▸ CONSIGNE:
Selon l'article sur l'attaque près du métro Beaubien, quel âge a Josée-Anne Choquette ?

::: EXTRAIT DU TEXTE :::

La victime de l’attaque du 13 février parle

Six mois après avoir été sauvagement attaquée à coups de bâton par un inconnu aux abords du métro Beaubien, Josée-Anne Choquette a choisi de raconter son histoire à La Presse pour exprimer son désarroi.

Son agresseur a été arrêté, accusé. Une évaluation psychiatrique a décrété qu’il était en psychose au moment de l’attaque du 13 février. Simon Coupal Gagnon a été déclaré non criminellement responsable.

Josée-Anne Choquette, 34 ans, n’est pas fâchée par ce verdict. Elle sait que Coupal Gagnon est d’abord et avant tout un homme malade. Mais elle est fâchée parce que son agresseur est déjà « libre ».

PHOTO BERNARD BRAULT, LA PRESSE

Josée-Anne Choquette a été attaquée par Simon Coupal-Gagnon aux abords du métro Beaubien le 13 février dernier.

::: DONNÉES :::

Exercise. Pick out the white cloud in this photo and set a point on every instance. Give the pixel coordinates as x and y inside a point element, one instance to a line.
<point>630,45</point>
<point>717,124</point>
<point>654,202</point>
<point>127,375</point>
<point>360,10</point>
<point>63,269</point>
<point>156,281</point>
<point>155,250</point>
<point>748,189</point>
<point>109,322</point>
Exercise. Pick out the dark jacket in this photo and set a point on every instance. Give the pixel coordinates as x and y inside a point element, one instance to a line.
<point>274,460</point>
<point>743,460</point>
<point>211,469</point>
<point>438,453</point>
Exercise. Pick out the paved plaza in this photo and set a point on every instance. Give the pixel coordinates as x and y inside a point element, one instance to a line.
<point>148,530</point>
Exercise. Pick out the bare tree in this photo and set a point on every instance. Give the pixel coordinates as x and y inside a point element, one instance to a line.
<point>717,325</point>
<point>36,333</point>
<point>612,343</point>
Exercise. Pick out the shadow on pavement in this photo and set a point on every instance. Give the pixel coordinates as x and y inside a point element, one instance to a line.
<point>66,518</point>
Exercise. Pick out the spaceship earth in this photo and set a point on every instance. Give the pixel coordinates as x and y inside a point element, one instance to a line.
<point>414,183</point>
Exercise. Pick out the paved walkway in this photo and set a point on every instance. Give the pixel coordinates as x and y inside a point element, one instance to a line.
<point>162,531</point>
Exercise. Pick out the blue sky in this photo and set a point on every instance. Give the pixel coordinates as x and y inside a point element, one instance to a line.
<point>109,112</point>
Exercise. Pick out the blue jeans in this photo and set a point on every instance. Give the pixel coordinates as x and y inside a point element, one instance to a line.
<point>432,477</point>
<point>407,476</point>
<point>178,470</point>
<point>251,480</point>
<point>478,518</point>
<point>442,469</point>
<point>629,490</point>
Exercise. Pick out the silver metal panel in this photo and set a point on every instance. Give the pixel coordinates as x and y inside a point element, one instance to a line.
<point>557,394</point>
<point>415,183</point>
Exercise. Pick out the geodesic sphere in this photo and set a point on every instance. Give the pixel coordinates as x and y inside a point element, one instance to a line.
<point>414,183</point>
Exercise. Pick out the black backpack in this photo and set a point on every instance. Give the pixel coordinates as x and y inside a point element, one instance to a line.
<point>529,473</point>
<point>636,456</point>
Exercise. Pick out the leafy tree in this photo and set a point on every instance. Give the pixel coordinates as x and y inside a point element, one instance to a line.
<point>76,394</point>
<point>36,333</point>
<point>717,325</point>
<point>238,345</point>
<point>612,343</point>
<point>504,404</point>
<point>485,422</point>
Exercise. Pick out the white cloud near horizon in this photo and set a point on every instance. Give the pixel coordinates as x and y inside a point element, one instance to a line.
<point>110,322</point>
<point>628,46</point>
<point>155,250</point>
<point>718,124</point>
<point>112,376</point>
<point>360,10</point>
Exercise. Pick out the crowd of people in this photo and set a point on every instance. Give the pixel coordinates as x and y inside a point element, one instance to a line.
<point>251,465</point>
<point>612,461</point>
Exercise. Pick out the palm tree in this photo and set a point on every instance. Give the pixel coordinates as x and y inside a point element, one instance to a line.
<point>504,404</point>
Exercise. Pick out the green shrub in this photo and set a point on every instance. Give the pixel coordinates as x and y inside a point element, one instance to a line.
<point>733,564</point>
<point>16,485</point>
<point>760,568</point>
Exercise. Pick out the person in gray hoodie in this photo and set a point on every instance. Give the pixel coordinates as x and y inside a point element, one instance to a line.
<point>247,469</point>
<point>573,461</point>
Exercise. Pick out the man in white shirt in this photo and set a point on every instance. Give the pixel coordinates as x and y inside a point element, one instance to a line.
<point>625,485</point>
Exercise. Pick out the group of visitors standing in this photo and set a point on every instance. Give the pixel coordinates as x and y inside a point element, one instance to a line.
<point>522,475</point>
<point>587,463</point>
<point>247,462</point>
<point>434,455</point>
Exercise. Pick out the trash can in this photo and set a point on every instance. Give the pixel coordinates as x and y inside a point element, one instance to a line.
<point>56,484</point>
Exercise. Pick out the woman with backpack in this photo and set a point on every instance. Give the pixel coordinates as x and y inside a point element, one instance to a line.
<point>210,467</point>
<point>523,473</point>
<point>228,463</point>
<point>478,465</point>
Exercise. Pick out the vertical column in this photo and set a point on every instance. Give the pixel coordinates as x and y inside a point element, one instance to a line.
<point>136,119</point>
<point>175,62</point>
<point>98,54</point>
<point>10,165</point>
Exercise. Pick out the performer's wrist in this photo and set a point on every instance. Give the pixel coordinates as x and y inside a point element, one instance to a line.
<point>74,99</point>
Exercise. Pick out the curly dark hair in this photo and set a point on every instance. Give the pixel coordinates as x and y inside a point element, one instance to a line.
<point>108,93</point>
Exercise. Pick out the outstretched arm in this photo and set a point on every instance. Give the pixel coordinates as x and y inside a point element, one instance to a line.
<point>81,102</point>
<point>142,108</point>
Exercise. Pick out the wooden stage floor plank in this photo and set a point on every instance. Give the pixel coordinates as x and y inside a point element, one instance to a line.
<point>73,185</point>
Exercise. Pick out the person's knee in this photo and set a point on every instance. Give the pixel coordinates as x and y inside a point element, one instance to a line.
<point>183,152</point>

:::

▸ RÉPONSE:
Elle a 34 ans.